Problem statement — The data below holds a line containing "Where can the rusty barrel" and a line containing "Where can the rusty metal"; please quote exactly those two lines and every line between them, and nothing else.

Input for this task —
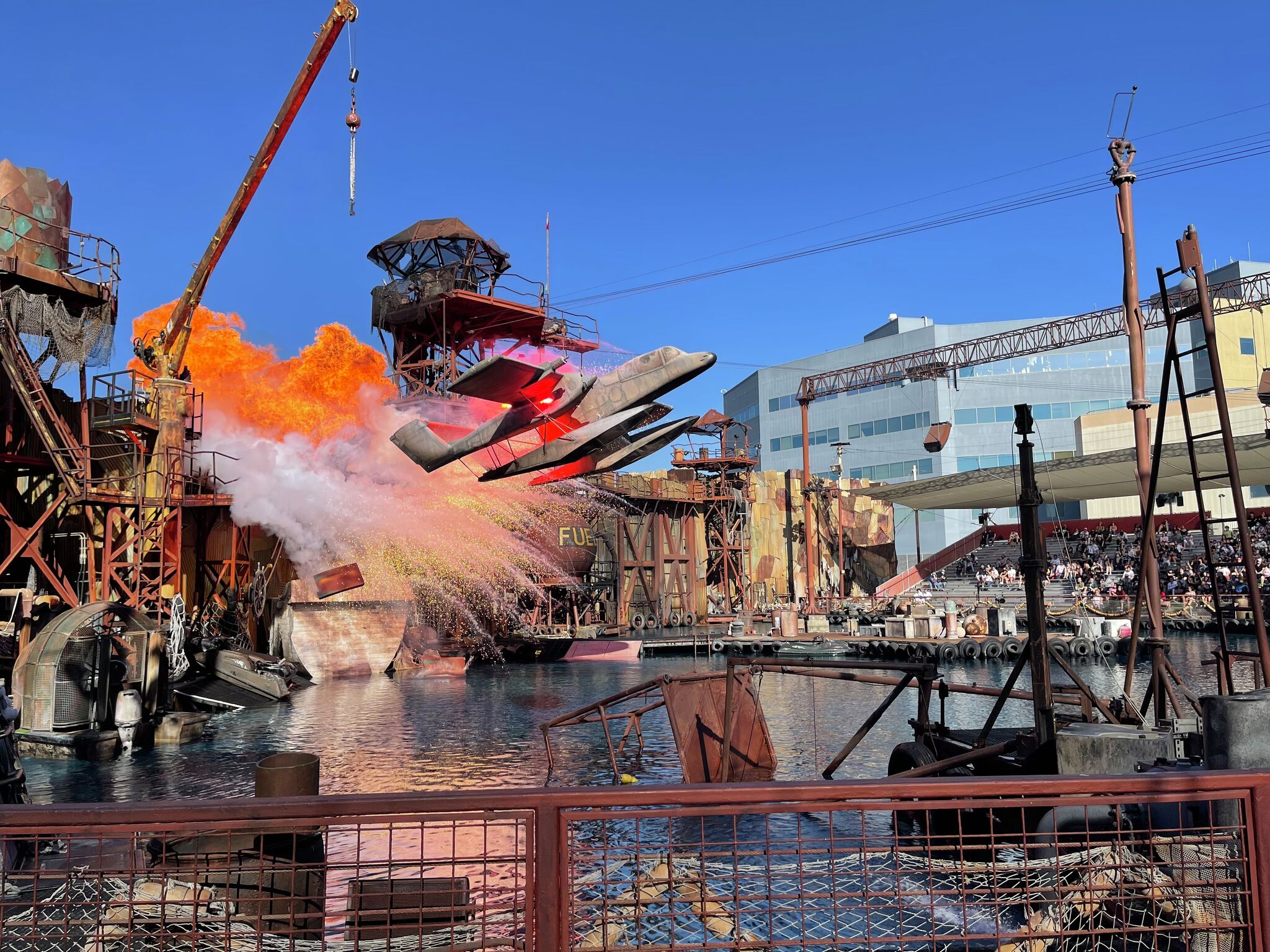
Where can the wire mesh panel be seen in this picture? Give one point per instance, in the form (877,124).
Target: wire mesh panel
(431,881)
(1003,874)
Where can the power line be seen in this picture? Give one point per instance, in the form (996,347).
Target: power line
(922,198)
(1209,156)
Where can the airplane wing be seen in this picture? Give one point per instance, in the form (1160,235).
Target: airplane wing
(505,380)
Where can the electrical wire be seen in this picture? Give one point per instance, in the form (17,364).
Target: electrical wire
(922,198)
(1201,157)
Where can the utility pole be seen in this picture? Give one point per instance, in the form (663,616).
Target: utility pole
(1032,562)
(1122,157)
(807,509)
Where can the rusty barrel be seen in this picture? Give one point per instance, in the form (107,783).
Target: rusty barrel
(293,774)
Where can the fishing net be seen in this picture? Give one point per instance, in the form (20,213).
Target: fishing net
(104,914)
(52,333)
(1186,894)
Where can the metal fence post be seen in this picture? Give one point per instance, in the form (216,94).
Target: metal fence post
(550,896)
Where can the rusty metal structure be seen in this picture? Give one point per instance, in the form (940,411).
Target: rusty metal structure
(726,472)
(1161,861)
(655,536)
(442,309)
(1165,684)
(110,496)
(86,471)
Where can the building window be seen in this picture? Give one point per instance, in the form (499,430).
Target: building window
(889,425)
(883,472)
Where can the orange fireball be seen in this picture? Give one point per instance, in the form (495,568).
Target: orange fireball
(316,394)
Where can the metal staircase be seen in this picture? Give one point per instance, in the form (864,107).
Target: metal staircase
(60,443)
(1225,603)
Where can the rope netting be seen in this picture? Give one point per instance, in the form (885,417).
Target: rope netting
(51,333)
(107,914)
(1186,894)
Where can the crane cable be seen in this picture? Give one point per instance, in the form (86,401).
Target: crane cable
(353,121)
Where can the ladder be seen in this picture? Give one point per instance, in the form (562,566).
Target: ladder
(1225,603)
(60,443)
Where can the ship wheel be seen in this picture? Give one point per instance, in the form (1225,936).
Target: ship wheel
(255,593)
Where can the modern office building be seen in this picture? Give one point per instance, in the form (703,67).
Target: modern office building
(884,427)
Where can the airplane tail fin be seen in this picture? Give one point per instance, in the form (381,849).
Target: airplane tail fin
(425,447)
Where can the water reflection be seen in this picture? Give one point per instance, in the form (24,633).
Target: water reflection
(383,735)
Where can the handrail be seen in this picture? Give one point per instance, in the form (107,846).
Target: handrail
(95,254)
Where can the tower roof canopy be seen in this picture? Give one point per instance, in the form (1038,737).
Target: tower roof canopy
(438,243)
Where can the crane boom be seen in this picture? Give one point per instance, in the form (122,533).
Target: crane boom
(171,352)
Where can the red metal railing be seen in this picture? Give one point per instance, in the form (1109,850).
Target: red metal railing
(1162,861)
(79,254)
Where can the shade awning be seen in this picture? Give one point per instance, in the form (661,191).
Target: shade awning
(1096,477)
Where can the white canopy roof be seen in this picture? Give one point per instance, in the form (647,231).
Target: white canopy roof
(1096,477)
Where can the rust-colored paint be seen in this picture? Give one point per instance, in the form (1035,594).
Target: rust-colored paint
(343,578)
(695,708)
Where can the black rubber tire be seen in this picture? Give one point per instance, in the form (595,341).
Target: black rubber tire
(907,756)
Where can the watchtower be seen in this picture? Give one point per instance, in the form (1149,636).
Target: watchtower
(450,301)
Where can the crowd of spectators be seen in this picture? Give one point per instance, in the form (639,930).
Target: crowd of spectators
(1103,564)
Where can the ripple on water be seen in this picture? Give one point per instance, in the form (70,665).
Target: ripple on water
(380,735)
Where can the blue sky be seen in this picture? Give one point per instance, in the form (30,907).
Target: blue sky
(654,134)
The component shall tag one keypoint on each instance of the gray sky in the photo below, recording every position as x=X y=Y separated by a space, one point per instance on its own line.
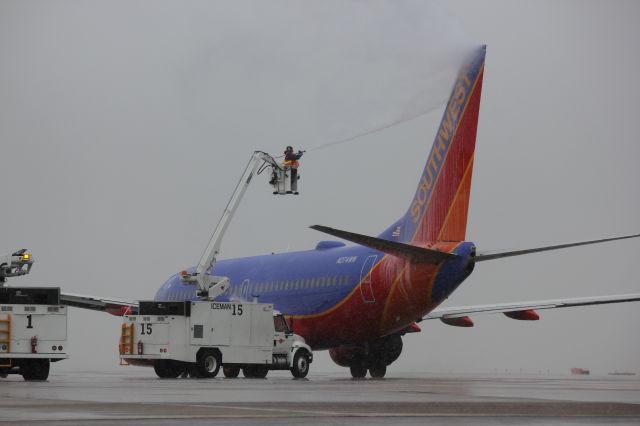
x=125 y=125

Worked solution —
Where can the rusty barrel be seen in this picture? Give one point per instance, in the form (107,783).
Target: rusty barrel
(293,774)
Where can the fishing net be seen in this picture? Give one point per instance, in the form (20,213).
Target: fishing net
(104,914)
(52,333)
(1186,894)
Where can the metal fence post be seen in this picture? Give one point per instance, in the form (216,94).
Target: metal fence post
(550,896)
Where can the rusty metal structure be seen in this picture? Give one point per instance, in the form (940,411).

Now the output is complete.